(DATA PROVIDED)
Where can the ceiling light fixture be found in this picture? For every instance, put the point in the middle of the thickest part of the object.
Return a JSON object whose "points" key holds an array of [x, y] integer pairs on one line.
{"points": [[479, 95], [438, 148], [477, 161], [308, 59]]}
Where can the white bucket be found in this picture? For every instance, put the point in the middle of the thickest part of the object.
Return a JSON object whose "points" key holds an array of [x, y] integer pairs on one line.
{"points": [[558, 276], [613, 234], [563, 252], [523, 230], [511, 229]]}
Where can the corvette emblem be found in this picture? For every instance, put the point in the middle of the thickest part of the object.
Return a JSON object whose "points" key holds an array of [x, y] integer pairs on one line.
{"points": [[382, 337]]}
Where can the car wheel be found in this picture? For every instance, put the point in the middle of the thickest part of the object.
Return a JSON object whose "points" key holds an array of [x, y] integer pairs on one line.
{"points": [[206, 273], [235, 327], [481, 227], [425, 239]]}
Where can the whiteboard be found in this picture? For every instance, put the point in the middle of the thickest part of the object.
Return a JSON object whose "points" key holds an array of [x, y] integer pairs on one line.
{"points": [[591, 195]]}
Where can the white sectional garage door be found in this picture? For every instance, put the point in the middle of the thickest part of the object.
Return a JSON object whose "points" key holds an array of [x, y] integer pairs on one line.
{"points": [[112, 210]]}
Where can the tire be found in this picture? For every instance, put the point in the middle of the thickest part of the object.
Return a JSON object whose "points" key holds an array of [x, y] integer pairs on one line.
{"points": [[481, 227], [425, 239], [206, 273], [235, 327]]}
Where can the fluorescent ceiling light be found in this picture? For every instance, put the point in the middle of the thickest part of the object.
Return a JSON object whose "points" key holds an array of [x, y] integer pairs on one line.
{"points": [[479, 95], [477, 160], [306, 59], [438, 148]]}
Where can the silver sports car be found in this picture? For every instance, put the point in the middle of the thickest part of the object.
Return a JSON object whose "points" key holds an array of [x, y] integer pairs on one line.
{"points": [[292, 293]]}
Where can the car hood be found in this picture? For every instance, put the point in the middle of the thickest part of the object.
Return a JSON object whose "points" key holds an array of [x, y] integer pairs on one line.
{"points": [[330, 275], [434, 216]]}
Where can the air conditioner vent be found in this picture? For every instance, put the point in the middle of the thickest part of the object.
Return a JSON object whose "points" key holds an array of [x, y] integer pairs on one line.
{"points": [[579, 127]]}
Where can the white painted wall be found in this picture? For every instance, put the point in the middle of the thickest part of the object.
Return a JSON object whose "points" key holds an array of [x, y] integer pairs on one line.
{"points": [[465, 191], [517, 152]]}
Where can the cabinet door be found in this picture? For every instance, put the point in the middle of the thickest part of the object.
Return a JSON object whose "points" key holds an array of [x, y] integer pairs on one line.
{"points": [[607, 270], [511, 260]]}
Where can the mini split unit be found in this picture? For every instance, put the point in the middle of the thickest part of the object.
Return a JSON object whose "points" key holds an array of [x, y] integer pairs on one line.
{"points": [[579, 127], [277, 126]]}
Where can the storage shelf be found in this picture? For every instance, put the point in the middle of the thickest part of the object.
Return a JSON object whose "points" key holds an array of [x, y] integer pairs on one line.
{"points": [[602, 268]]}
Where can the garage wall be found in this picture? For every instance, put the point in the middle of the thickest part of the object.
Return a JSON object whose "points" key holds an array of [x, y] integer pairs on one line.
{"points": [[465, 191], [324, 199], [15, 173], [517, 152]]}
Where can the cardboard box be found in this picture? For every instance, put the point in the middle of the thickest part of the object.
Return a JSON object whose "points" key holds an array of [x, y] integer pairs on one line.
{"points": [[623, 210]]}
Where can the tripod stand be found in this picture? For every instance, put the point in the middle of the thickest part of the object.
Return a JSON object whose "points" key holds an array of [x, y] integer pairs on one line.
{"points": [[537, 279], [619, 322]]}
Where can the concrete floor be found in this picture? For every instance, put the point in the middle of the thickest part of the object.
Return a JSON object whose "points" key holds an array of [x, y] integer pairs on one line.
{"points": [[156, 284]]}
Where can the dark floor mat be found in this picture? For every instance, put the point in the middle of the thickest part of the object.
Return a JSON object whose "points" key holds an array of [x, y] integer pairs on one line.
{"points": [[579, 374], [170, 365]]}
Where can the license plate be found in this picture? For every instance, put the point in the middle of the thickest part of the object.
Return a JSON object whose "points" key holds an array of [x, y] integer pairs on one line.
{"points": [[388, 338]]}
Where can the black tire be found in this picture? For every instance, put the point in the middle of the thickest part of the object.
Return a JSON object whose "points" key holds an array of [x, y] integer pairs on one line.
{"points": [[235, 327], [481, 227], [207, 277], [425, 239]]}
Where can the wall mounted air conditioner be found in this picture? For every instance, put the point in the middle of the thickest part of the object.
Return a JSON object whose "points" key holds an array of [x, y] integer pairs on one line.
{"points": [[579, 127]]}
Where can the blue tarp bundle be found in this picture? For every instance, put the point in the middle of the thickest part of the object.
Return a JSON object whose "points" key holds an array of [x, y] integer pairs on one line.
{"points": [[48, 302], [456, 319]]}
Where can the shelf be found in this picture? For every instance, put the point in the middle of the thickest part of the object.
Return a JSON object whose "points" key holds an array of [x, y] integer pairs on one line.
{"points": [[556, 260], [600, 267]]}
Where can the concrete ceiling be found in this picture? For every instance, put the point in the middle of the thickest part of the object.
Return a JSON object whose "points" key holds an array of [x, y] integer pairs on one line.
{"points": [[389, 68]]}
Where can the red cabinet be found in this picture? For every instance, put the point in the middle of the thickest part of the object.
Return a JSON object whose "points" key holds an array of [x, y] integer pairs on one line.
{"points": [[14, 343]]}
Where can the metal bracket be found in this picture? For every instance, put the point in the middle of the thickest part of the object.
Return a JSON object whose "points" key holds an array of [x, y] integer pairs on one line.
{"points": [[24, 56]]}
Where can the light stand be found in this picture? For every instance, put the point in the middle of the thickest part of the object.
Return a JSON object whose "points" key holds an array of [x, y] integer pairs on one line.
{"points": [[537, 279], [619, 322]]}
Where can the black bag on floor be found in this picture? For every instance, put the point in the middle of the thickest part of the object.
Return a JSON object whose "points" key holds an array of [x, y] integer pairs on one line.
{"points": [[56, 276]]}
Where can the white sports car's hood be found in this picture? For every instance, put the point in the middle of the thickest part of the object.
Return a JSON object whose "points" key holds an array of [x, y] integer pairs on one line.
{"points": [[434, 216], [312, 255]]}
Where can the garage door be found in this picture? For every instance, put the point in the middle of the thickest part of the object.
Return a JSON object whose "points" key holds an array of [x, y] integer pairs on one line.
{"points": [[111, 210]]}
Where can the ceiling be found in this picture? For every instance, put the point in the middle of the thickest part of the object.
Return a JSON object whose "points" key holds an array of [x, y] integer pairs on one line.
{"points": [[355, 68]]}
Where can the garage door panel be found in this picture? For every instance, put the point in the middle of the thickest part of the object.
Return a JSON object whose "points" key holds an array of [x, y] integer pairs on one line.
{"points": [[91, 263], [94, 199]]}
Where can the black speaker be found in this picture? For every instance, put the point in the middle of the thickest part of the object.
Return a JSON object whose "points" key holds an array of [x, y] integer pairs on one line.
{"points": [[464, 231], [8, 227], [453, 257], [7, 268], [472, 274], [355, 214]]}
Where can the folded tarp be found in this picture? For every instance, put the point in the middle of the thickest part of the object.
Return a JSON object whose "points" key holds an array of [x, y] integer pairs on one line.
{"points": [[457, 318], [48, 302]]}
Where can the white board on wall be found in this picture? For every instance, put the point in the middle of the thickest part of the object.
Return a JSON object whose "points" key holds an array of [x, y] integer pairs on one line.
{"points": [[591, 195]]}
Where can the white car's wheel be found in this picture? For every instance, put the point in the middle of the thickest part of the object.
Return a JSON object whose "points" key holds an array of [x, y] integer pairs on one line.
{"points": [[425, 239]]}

(WHAT IS EXPECTED) Output only the lines running from the line with "Where can the white sports" through the final line of the data, inclusive.

(REPLY)
Where can the white sports car's hood be found in this picture? For every instance, put the point in the middle of the thickest part of the object.
Return a JSON object whose "points" key holds an array of [x, y] integer pairs on one line.
{"points": [[434, 216], [312, 255]]}
Where can the garage door be found in this picture? For every instance, put the point in the middle of the thickest part of the object.
Return a JSON object whose "points" key holds an array of [x, y] integer pairs on one line.
{"points": [[111, 210]]}
Where can the ceiling be found in this picture? For every instance, put the point in the middle of the thickest part of the object.
Return a JSON object whose "points" key holds an array of [x, y] integer pairs on one line.
{"points": [[355, 68]]}
Where can the garage door panel be found in this picture? For every instance, put the point in the middle of the thickest part of the object.
Return a JSON object whose "points" key holds an array of [x, y] integer pairs on one line.
{"points": [[91, 263], [94, 199]]}
Where can the black speaker be found in this picture? For every instance, put the point in the middle of the thickest part of the object.
Return a JSON object whose "points" key holds an array of [x, y] integer pairs on one line.
{"points": [[464, 231], [8, 227], [453, 257], [7, 268], [472, 274], [355, 214]]}
Where can the folded tarp be found in this picture? For every instance, put the point in the middle of the thickest part of the object.
Return a JSON object whose "points" key holds an array of [x, y] integer pairs on one line.
{"points": [[457, 318], [48, 302]]}
Where can the white board on wall be found in this picture? For every instance, put the point in the middle of the thickest part of the object.
Return a JSON object whose "points" key holds an array of [x, y] integer pairs on one line.
{"points": [[591, 195]]}
Where can the white car's wheel be found in this picture? For every instance, put the point in the middle of the thickest part of the object.
Return a JSON object whose "points" key holds an array of [x, y] integer pairs on one line.
{"points": [[425, 239]]}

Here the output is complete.